START PASSAGE SHOWN

The intention of this amendment is to abolish liability to non-domestic rates of advertising when a right is granted permitting the use of land for advertising (section 64) or when land is used for advertising or the erection of an advertising structure (section 65).
With this it will be convenient to consider the following:
Amendment 5, page 3, line 3, leave out “one year” and insert “five years”.
The intention of this amendment is to extend the delay in uplifts to business rate bills.
Clauses 1 to 4 stand part.
Amendment 1, in clause 5, page 16, line 3, leave out from “(b),” to end of line 4 and insert “omit “fifth””.
This amendment would require local non-domestic rating lists to be compiled every year.
Amendment 6, in clause 5, page 16, leave out line 4 and insert “in every fifth” substitute
“no less frequently than in every third”.
The intention of this amendment is to move towards revaluations on local non-domestic rating lists at no more than three-yearly intervals.

END PASSAGE SHOWN
START DATASET RECORDS

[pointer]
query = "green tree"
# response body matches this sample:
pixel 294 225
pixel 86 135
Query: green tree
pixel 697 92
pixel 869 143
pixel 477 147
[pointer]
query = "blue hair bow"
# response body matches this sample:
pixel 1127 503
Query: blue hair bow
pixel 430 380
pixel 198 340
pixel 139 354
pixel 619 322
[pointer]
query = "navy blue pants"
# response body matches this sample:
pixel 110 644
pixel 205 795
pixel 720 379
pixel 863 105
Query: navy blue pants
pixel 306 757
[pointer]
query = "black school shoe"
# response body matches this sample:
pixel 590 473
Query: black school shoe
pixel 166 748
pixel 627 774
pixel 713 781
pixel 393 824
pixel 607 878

END DATASET RECORDS
START DATASET RECORDS

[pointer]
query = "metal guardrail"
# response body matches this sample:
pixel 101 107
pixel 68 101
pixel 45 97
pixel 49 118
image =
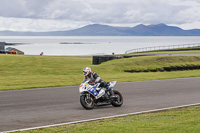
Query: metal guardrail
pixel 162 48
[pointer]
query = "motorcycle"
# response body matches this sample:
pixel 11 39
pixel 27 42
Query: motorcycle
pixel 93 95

END DATASET RECORDS

## WHAT TO DO
1. From the business rates passage, return the text between "With this it" and "business rate bills.", inclusive, with no changes.
2. Summarize the business rates passage in two sentences.

## TASK-BY-TASK RESULTS
1.
With this it will be convenient to consider the following:
Amendment 5, page 3, line 3, leave out “one year” and insert “five years”.
The intention of this amendment is to extend the delay in uplifts to business rate bills.

2. The business rates passage sets out an amendment to abolish liability to non-domestic rates for advertising, either when a right to use land for advertising is granted or when land is used for advertising or an advertising structure. It also lists Amendment 5, which replaces "one year" with "five years" to extend the delay in uplifts to business rate bills, and Amendments 1 and 6 to clause 5, which would require local non-domestic rating lists to be compiled every year or move toward revaluations at no more than three-yearly intervals.